■ What is being asked ■
Rewrite every line of the entries below, everything from the start down to the line containing "xmin=0 ymin=0 xmax=36 ymax=71", both ends included. Offset each bounding box coordinate in the answers by adding 4, and leave every other line unchanged.

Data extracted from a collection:

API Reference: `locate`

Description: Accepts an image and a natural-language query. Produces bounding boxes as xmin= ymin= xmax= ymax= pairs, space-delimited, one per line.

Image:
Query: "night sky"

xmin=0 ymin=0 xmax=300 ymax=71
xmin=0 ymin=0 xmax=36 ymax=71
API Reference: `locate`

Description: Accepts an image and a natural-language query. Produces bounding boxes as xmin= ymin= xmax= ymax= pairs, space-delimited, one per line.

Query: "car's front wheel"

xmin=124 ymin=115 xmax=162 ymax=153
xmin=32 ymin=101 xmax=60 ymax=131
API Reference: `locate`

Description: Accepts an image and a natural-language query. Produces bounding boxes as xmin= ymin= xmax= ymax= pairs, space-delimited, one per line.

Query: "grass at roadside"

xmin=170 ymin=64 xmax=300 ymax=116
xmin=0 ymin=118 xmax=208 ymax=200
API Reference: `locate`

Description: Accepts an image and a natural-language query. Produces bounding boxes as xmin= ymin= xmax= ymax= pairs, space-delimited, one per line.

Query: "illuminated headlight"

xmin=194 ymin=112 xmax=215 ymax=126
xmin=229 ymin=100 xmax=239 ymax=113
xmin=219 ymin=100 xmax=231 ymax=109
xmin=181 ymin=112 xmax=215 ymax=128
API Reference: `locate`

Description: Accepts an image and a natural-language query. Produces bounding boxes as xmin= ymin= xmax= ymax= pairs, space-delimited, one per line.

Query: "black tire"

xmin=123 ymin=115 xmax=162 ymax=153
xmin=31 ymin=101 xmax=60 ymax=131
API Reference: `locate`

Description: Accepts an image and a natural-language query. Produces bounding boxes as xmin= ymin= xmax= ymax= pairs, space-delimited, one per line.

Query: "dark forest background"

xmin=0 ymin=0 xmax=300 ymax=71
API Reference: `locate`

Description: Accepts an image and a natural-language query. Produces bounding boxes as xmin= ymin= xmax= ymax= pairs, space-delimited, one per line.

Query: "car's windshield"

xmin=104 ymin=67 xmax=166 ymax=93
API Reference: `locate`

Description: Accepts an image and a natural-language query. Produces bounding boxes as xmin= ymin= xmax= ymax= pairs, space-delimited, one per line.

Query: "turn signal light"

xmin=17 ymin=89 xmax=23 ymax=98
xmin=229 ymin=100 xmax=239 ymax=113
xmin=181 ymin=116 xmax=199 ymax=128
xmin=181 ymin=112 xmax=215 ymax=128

■ In response ■
API Reference: `locate`

Description: Accepts an image and a natural-language query. Produces bounding boxes as xmin= ymin= xmax= ymax= pairs, space-delimited, one per line.

Image:
Query: "night sky"

xmin=4 ymin=4 xmax=304 ymax=75
xmin=4 ymin=4 xmax=40 ymax=75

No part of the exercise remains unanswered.